TASK OBJECTIVE »
Each entry should be printed exactly, with its images omitted.

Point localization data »
□ □ □

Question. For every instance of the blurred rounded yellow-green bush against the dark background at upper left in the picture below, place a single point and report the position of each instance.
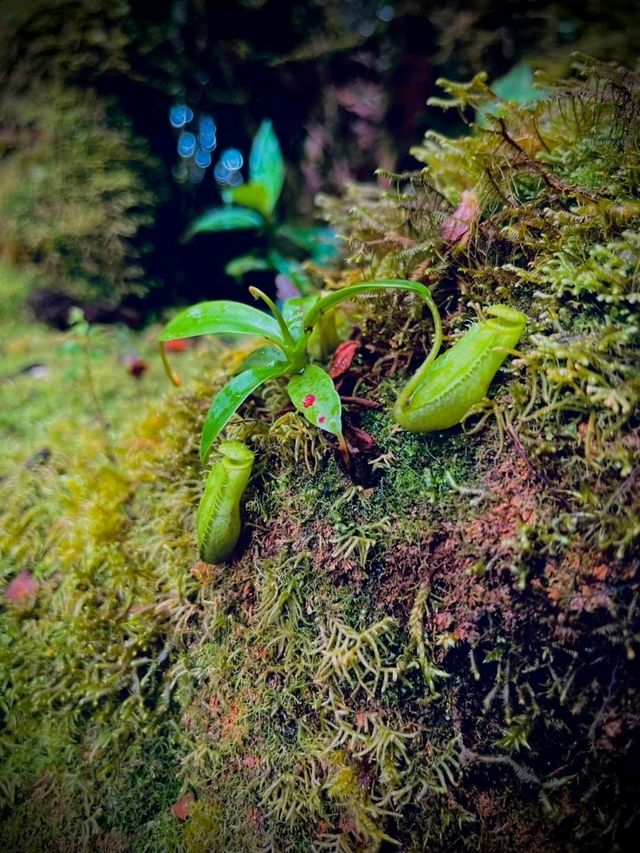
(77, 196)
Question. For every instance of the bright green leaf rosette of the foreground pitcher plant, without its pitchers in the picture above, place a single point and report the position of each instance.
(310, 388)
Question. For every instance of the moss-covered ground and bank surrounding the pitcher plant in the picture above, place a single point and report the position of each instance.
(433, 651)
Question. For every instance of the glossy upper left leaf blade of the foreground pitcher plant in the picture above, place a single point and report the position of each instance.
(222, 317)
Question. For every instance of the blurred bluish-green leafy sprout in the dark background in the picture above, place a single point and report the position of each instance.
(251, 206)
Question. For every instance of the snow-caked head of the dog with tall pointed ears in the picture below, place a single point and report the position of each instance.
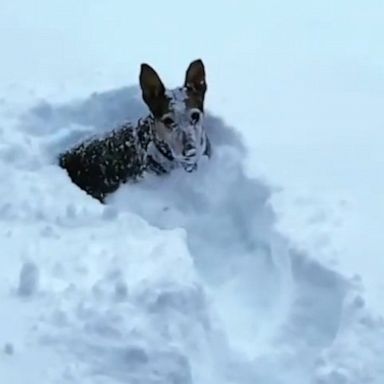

□ □ □

EXPECTED OUTPUT »
Question. For every instance of the blurred rounded yellow-green bush against the dark background at upper left in the picture below, place a single point and report the position of each instance.
(77, 196)
Question. For every instance of the bright green leaf rosette of the foreground pitcher plant, without its pitchers in the picture above, place a single point and report the position of each instance.
(310, 388)
Question. For every instance of the moss-covered ground and bank surrounding the pitcher plant in the picture above, place a single point and report the position of each instance.
(433, 651)
Question. For every instance of the glossy upper left leaf blade of the foreground pitcher plant in the picture above, place a single point and report the position of each instance.
(222, 317)
Question. For every instance of the blurred bluish-green leafy sprout in the dark background in the picture above, place a single point and report the position of each instance.
(251, 206)
Question. For every instance of the snow-caked head of the dog with tall pointed ears in the picture below, place a single point and report the position of each instance.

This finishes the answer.